> Exercise brief
Rewrite the lines below as a JSON list of strings, one string per line, leaving out blank lines and the pictures.

> Listed entries

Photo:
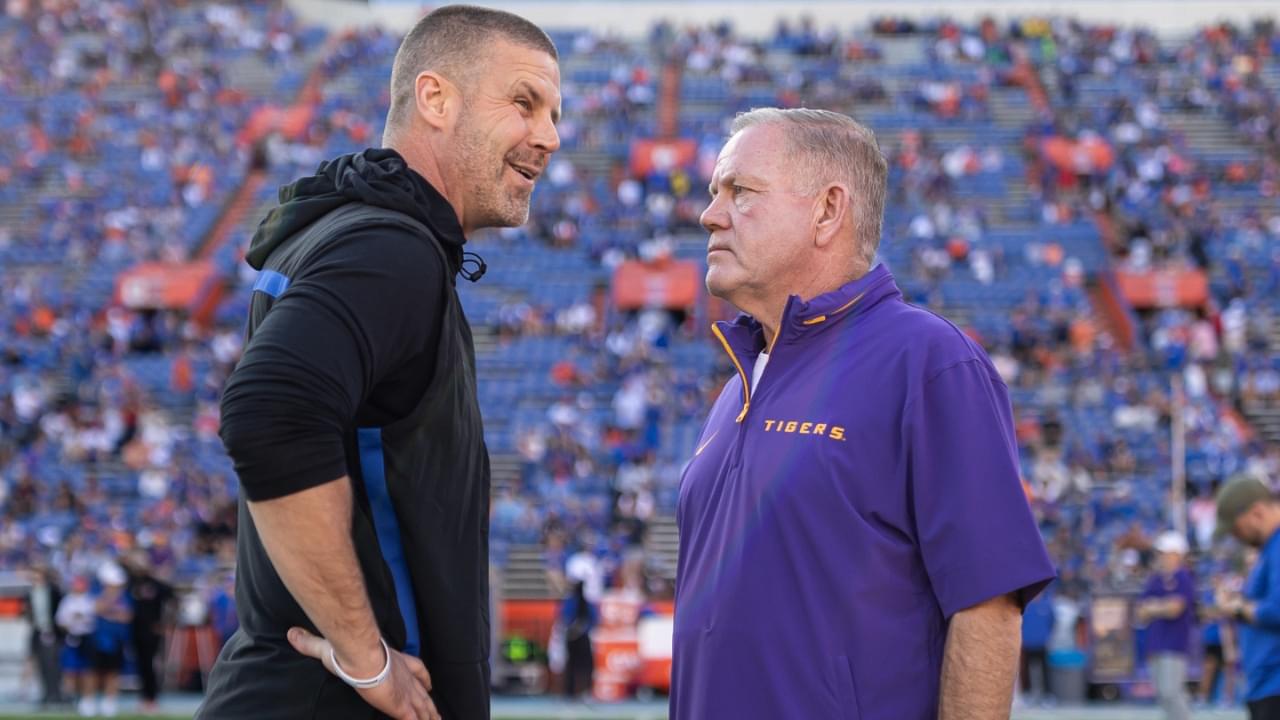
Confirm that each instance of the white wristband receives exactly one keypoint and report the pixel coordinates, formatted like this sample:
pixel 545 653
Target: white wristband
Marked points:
pixel 357 683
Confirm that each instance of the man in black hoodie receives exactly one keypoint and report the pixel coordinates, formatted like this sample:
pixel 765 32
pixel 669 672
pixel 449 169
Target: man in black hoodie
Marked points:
pixel 352 417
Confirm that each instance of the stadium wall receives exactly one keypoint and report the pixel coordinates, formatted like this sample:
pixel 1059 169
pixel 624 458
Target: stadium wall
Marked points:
pixel 635 17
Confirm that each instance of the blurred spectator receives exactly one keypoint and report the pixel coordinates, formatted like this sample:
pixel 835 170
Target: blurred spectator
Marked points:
pixel 77 616
pixel 579 616
pixel 46 636
pixel 150 598
pixel 1168 607
pixel 110 638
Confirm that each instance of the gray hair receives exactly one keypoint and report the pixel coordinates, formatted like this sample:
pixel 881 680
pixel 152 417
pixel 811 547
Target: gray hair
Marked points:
pixel 833 147
pixel 453 41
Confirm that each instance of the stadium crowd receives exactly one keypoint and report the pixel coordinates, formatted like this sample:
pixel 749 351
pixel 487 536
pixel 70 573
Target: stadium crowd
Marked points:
pixel 127 118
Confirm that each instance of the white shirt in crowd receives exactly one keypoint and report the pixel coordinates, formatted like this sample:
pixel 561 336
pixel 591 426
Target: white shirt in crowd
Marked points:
pixel 76 614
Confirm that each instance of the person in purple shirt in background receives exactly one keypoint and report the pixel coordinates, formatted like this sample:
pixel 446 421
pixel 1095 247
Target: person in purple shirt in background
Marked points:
pixel 854 538
pixel 1169 606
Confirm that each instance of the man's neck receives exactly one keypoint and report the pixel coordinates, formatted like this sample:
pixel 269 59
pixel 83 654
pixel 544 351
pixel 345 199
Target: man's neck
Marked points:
pixel 768 313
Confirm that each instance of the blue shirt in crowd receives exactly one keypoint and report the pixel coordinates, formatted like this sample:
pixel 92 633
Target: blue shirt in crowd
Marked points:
pixel 1260 641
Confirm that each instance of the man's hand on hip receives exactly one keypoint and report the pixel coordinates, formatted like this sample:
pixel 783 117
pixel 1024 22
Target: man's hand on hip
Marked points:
pixel 403 695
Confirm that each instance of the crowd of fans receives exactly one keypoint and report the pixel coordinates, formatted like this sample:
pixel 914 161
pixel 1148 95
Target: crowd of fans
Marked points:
pixel 128 118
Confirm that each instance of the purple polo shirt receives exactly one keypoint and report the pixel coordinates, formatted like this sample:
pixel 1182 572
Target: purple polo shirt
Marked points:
pixel 1171 634
pixel 833 520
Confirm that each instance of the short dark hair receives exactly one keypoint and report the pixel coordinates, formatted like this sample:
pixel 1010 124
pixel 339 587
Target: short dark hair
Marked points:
pixel 452 41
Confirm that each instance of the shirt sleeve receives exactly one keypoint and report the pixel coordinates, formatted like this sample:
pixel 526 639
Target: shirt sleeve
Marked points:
pixel 973 523
pixel 1267 610
pixel 359 311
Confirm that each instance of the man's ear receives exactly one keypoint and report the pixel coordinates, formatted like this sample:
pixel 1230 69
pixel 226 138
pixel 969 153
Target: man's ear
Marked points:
pixel 435 100
pixel 832 209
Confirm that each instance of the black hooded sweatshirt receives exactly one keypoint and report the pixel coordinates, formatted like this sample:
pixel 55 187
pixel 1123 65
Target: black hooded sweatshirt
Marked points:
pixel 359 361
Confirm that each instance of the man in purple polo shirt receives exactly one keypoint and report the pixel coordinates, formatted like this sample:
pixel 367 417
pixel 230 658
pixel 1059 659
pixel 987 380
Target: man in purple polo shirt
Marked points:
pixel 1168 606
pixel 854 536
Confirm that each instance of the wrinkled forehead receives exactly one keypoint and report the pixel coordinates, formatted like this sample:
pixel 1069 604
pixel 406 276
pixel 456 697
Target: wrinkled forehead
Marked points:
pixel 753 151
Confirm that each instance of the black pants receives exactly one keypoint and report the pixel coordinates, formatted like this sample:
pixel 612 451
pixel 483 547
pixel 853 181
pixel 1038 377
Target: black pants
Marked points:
pixel 45 651
pixel 146 645
pixel 1040 657
pixel 1265 709
pixel 580 666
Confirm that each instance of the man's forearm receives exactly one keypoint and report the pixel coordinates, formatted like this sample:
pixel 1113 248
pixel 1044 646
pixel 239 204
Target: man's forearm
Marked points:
pixel 981 661
pixel 307 537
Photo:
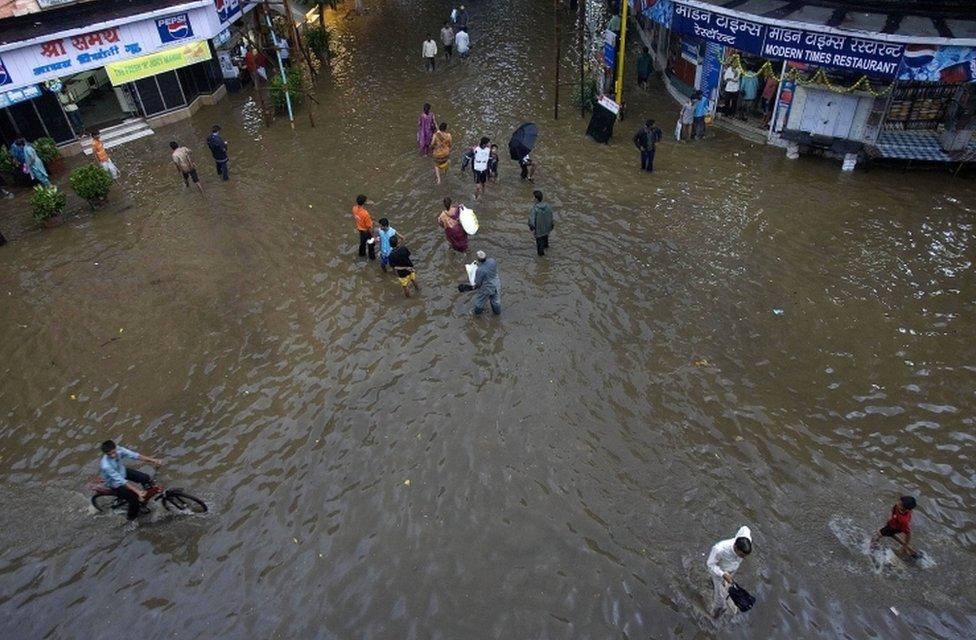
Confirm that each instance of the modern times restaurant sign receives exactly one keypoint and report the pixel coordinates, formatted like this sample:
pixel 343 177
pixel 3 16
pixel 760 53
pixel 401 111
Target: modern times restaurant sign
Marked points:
pixel 64 56
pixel 857 55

> Result of the exercise
[
  "Photo:",
  "Confirm that each instance of the white wristband receives exactly one keypoint and report the pixel coordinates, formatted like this sample:",
  "pixel 545 653",
  "Target: white wristband",
  "Marked points:",
  "pixel 357 683",
  "Confirm that each instance of the man in black hoodie receives exactly one keypoint and report the pixel coordinates, formatted like this sample:",
  "pixel 765 32",
  "pixel 669 672",
  "pixel 449 169",
  "Target: man in black hoodie",
  "Marked points:",
  "pixel 352 417",
  "Confirm that each instance of the stadium wall receives exactly one keypoint and report the pixel coordinates, formatted like this sample:",
  "pixel 1059 169",
  "pixel 624 458",
  "Target: stadium wall",
  "Marked points:",
  "pixel 635 17",
  "Confirm that each instance of the blurred spectator receives exactly one keypoint and report the pixel coordinates, formatted like this sample:",
  "pixel 835 170",
  "Target: blurred spectator",
  "Marked points:",
  "pixel 77 616",
  "pixel 579 616",
  "pixel 46 636",
  "pixel 150 598",
  "pixel 1168 607",
  "pixel 110 638",
  "Confirm that each instance of the gray hair receives exactly one keypoint and report the pixel coordinates, formatted like this sample:",
  "pixel 881 680",
  "pixel 152 417",
  "pixel 811 547",
  "Target: gray hair",
  "Marked points:",
  "pixel 833 147",
  "pixel 453 41",
  "Confirm that each instance of the stadium crowd receives exactly one keypoint and report the pixel coordinates, formatted like this sample:",
  "pixel 749 351",
  "pixel 487 536",
  "pixel 70 573",
  "Target: stadium crowd",
  "Marked points:",
  "pixel 127 118",
  "Confirm that each instance of the white shirt in crowd receives exactly one keypoint and report the pixel coordinates, formatted like this sample:",
  "pixel 561 336",
  "pixel 591 426",
  "Target: white shirt in crowd",
  "Marked points:",
  "pixel 76 614",
  "Confirm that each instance of the person in purple shirt in background receives exactly one keypoint and report the pixel coordinates, formatted like this sample:",
  "pixel 446 421",
  "pixel 1095 247",
  "Target: person in purple shirt in background",
  "Marked points:",
  "pixel 854 538",
  "pixel 1169 606",
  "Confirm that each instance of the man's neck receives exactly one keypoint and report the pixel coordinates, formatted like this sample:",
  "pixel 269 59",
  "pixel 83 654",
  "pixel 544 351",
  "pixel 345 199",
  "Target: man's neck",
  "Marked points:",
  "pixel 768 313",
  "Confirm that each instance of the blue shirt in crowd receives exactly one keypoint and report the pixel coordinates, formatted like this sample:",
  "pixel 92 633",
  "Target: blue shirt in crowd",
  "Marked points:",
  "pixel 1260 641",
  "Confirm that each instance of the man's hand on hip receives exactly one keypoint and report the pixel coordinates, formatted like this sample:",
  "pixel 783 117",
  "pixel 1024 22",
  "Target: man's hand on hip",
  "Marked points:",
  "pixel 403 695",
  "Confirm that each instance of the crowd of fans receives exactly one keypoint and report the pixel coordinates, formatted like this sample:",
  "pixel 914 161",
  "pixel 1148 95",
  "Target: crowd of fans",
  "Marked points:",
  "pixel 128 118",
  "Confirm that each instance of the purple polo shirt receives exactly one keypoint and report the pixel coordinates, formatted like this sample:",
  "pixel 1182 572",
  "Target: purple polo shirt",
  "Marked points:",
  "pixel 1171 634",
  "pixel 833 520",
  "Confirm that each instance of the short dark hair receives exactly one keypoint and report the pixel coordinates, formatted like this sample:",
  "pixel 1010 124",
  "pixel 339 587",
  "Target: short dark hair",
  "Marked points:",
  "pixel 452 41",
  "Confirm that each instance of the shirt sleeve receives exactly one keypoint and report the pixel coordinates, formatted like this sample:",
  "pixel 526 639",
  "Target: shirt sleeve",
  "Marked points:",
  "pixel 973 523",
  "pixel 1267 610",
  "pixel 359 311",
  "Confirm that each instance of the man's ear receives exactly one keypoint and report the pixel coordinates, formatted like this sample:",
  "pixel 1230 69",
  "pixel 226 138",
  "pixel 969 153",
  "Target: man's ear",
  "Marked points:",
  "pixel 435 100",
  "pixel 832 209",
  "Confirm that each instance of the black hooded sweatshirt receives exactly one keypoint and report the pixel coordinates, formatted like this sample:",
  "pixel 55 187",
  "pixel 1123 65",
  "Target: black hooded sweatshirt",
  "Marked points:",
  "pixel 359 361",
  "Confirm that each instance of the man in purple polo shirt receives exactly one keypoint and report the pixel coordinates, formatted like this sample:",
  "pixel 367 417",
  "pixel 230 658",
  "pixel 1059 659",
  "pixel 987 380",
  "Target: man in purple polo shirt",
  "Marked points:",
  "pixel 1168 606",
  "pixel 854 536",
  "Confirm that each instance of the wrinkled forehead receives exactly one keypoint and report the pixel coordinates, formatted like this sample:",
  "pixel 1069 604",
  "pixel 406 276",
  "pixel 456 697",
  "Target: wrinkled forehead",
  "Marked points:",
  "pixel 753 151",
  "Confirm that each instance of the black pants receives exactly one keypoint and report the pixel coordinates, formatted like this sample:",
  "pixel 612 451",
  "pixel 483 547",
  "pixel 853 181",
  "pixel 1038 377",
  "Target: black pants",
  "Marked points:",
  "pixel 45 651",
  "pixel 146 645",
  "pixel 1040 657",
  "pixel 1265 709",
  "pixel 580 666",
  "Confirm that each instance of the man's forearm receives exactly one keypoint and report the pixel coordinates, formatted like this sample:",
  "pixel 1113 248",
  "pixel 1044 646",
  "pixel 239 204",
  "Target: man's forearm",
  "Marked points:",
  "pixel 981 661",
  "pixel 307 537",
  "Photo:",
  "Confirm that each instance of the modern times restaurant sign receives exactly one keypoint and report the pixel coordinates, formatted like this sample:",
  "pixel 343 177",
  "pixel 3 16",
  "pixel 760 53",
  "pixel 401 111",
  "Target: modern times restaurant sign",
  "Marked points:",
  "pixel 64 56",
  "pixel 857 55"
]